Source extract =
Cities Are Essential
May 19, 2020 by Meredith Trimble
Whether you live in a large metropolis like L.A., in a small municipality like Fayetteville, West Virginia, or somewhere in between, it’s impossible to imagine life without cities and the local governments that keep them running.
Life Without Cities
Life without cities would mean no libraries; no senior services, and diminished local business support. Without cities, who would manage and maintain local parks or provide recreation? What about road maintenance, garbage pickup, and local infrastructure? What would communities look like without our local police, fire departments, or schools?
Cities, powered by local governments, not only provide the 84% of Americans who live in them with essential services for quality of life, but they are also best positioned to create and carry out solutions to some of our country’s biggest challenges. In fact, new research from Tyler Technologies, Inc. and the Center for Generational Kinetics shows 60% or more of Americans of all generations agree government “has to be the solution for today’s problems.”
Cities Solve Problems
We’ve seen real solutions to homelessness, the opioid crisis, equitable access to justice, food scarcity, and other issues developed and implemented at the community level, in ways that can be scaled regionally and upward. But in no instance have local governments’ agility and innovation been more apparent than now in their navigation of the COVID-19 crisis.
Cities are optimizing their tools to communicate with residents, quickly identify and proactively serve the most vulnerable, maintain public safety, and expand aid to those in need. Law enforcement agencies, for example, are using dispatch tools to flag calls for service involving potential COVID-19 cases, protecting first responders. School districts are using transportation systems and buses to plan and distribute school meals. Cities of all sizes are using mobile apps to support local businesses and communicate with residents in real time.

Data excerpts =
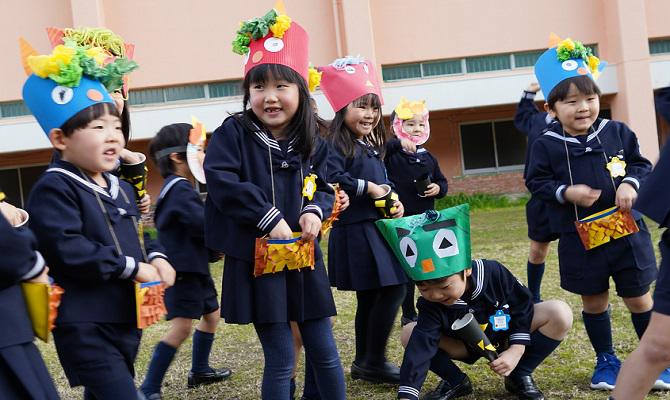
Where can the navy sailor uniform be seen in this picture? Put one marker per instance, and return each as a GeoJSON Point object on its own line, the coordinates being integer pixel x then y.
{"type": "Point", "coordinates": [531, 122]}
{"type": "Point", "coordinates": [491, 288]}
{"type": "Point", "coordinates": [95, 335]}
{"type": "Point", "coordinates": [180, 222]}
{"type": "Point", "coordinates": [22, 370]}
{"type": "Point", "coordinates": [253, 182]}
{"type": "Point", "coordinates": [403, 168]}
{"type": "Point", "coordinates": [358, 256]}
{"type": "Point", "coordinates": [629, 260]}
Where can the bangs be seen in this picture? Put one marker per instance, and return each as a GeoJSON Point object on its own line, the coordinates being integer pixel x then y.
{"type": "Point", "coordinates": [369, 99]}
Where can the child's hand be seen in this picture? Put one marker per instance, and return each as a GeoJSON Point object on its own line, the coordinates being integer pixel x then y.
{"type": "Point", "coordinates": [144, 204]}
{"type": "Point", "coordinates": [311, 226]}
{"type": "Point", "coordinates": [625, 196]}
{"type": "Point", "coordinates": [343, 199]}
{"type": "Point", "coordinates": [508, 359]}
{"type": "Point", "coordinates": [399, 209]}
{"type": "Point", "coordinates": [147, 273]}
{"type": "Point", "coordinates": [165, 270]}
{"type": "Point", "coordinates": [432, 190]}
{"type": "Point", "coordinates": [408, 145]}
{"type": "Point", "coordinates": [582, 195]}
{"type": "Point", "coordinates": [281, 231]}
{"type": "Point", "coordinates": [42, 277]}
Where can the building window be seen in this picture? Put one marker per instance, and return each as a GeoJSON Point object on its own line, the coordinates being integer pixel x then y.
{"type": "Point", "coordinates": [492, 146]}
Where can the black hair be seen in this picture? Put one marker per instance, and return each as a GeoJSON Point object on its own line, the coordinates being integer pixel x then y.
{"type": "Point", "coordinates": [583, 83]}
{"type": "Point", "coordinates": [88, 114]}
{"type": "Point", "coordinates": [343, 137]}
{"type": "Point", "coordinates": [174, 135]}
{"type": "Point", "coordinates": [303, 125]}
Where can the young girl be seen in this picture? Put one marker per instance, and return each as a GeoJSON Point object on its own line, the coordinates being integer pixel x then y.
{"type": "Point", "coordinates": [261, 166]}
{"type": "Point", "coordinates": [583, 165]}
{"type": "Point", "coordinates": [86, 222]}
{"type": "Point", "coordinates": [414, 172]}
{"type": "Point", "coordinates": [358, 257]}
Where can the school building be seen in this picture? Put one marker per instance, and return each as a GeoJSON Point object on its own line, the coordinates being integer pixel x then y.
{"type": "Point", "coordinates": [469, 59]}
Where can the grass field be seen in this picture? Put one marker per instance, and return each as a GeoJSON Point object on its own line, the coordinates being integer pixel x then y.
{"type": "Point", "coordinates": [497, 234]}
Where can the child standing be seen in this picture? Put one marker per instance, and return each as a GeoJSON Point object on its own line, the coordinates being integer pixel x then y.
{"type": "Point", "coordinates": [530, 121]}
{"type": "Point", "coordinates": [583, 165]}
{"type": "Point", "coordinates": [180, 222]}
{"type": "Point", "coordinates": [415, 173]}
{"type": "Point", "coordinates": [22, 370]}
{"type": "Point", "coordinates": [85, 221]}
{"type": "Point", "coordinates": [265, 170]}
{"type": "Point", "coordinates": [358, 257]}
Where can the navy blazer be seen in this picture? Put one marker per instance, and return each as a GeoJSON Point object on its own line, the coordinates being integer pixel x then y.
{"type": "Point", "coordinates": [180, 222]}
{"type": "Point", "coordinates": [548, 174]}
{"type": "Point", "coordinates": [75, 238]}
{"type": "Point", "coordinates": [19, 262]}
{"type": "Point", "coordinates": [403, 168]}
{"type": "Point", "coordinates": [243, 201]}
{"type": "Point", "coordinates": [492, 287]}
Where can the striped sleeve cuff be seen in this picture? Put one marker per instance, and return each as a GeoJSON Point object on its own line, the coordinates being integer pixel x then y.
{"type": "Point", "coordinates": [408, 392]}
{"type": "Point", "coordinates": [559, 193]}
{"type": "Point", "coordinates": [156, 254]}
{"type": "Point", "coordinates": [314, 209]}
{"type": "Point", "coordinates": [522, 338]}
{"type": "Point", "coordinates": [129, 269]}
{"type": "Point", "coordinates": [267, 221]}
{"type": "Point", "coordinates": [36, 269]}
{"type": "Point", "coordinates": [632, 181]}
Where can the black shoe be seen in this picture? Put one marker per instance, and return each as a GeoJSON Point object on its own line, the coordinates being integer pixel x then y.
{"type": "Point", "coordinates": [445, 391]}
{"type": "Point", "coordinates": [523, 387]}
{"type": "Point", "coordinates": [205, 378]}
{"type": "Point", "coordinates": [386, 373]}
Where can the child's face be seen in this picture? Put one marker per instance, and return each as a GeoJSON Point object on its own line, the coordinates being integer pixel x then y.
{"type": "Point", "coordinates": [414, 126]}
{"type": "Point", "coordinates": [361, 119]}
{"type": "Point", "coordinates": [96, 147]}
{"type": "Point", "coordinates": [577, 112]}
{"type": "Point", "coordinates": [274, 102]}
{"type": "Point", "coordinates": [446, 292]}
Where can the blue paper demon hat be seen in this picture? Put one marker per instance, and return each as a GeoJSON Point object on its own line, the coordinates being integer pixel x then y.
{"type": "Point", "coordinates": [565, 59]}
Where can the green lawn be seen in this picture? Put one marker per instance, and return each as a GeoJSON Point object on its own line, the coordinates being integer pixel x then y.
{"type": "Point", "coordinates": [499, 234]}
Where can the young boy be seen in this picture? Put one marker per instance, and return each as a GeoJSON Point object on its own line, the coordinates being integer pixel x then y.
{"type": "Point", "coordinates": [434, 251]}
{"type": "Point", "coordinates": [581, 166]}
{"type": "Point", "coordinates": [85, 221]}
{"type": "Point", "coordinates": [530, 121]}
{"type": "Point", "coordinates": [180, 221]}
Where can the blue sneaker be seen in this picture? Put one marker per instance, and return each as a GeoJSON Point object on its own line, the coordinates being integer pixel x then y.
{"type": "Point", "coordinates": [605, 372]}
{"type": "Point", "coordinates": [663, 381]}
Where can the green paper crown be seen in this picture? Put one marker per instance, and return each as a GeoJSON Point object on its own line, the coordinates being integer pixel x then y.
{"type": "Point", "coordinates": [431, 245]}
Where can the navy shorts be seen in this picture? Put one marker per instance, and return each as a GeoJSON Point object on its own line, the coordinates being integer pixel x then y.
{"type": "Point", "coordinates": [537, 218]}
{"type": "Point", "coordinates": [192, 296]}
{"type": "Point", "coordinates": [629, 260]}
{"type": "Point", "coordinates": [662, 293]}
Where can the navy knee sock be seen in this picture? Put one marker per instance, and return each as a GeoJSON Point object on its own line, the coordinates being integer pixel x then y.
{"type": "Point", "coordinates": [160, 362]}
{"type": "Point", "coordinates": [640, 322]}
{"type": "Point", "coordinates": [202, 346]}
{"type": "Point", "coordinates": [599, 329]}
{"type": "Point", "coordinates": [540, 348]}
{"type": "Point", "coordinates": [444, 367]}
{"type": "Point", "coordinates": [535, 273]}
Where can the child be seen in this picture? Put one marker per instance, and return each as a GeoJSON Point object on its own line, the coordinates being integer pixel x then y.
{"type": "Point", "coordinates": [358, 258]}
{"type": "Point", "coordinates": [583, 165]}
{"type": "Point", "coordinates": [86, 222]}
{"type": "Point", "coordinates": [180, 221]}
{"type": "Point", "coordinates": [530, 121]}
{"type": "Point", "coordinates": [415, 173]}
{"type": "Point", "coordinates": [22, 371]}
{"type": "Point", "coordinates": [451, 286]}
{"type": "Point", "coordinates": [265, 170]}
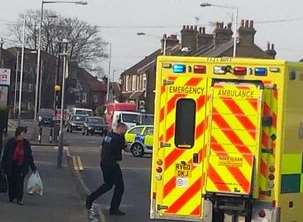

What to work on =
Pick up the article about cities and local governments after its last sentence and carry it on. The records have no connection to the text.

Written reply =
Local governments, as Tyler’s Chief Strategy Officer Jeff Puckett recently noted, “weather unprecedented circumstances with grace and grit, agility, and innovation,” time and again. Small cities and towns, in particular, serve more than half of all Americans. As noted in this National League of Cities article, small cities do more with less as a matter of course. They use existing staff and resources and embed innovation, solving problems along the way.
NLC Action
Because cities are vital to our public fabric, National League of Cities launched a Cities Are Essential campaign to advocate for fair, direct, and flexible federal funding for local governments. Such funding will ensure cities can continue to protect families and municipal workers. Federal investment and partnership will also contribute to America’s economic future by supporting the restoration of local economic activity – the backbone of the nation’s economy.
Frontline Priorities
Cities will continue to be the frontlines of the nation’s COVID-19 response for more than 200 million residents across the country. Residents’ health and prosperity depend on cities’ health. Investing in cities and empowering the local officials on the ground is paramount to our communities’ health and vibrancy as well as our nation’s recovery.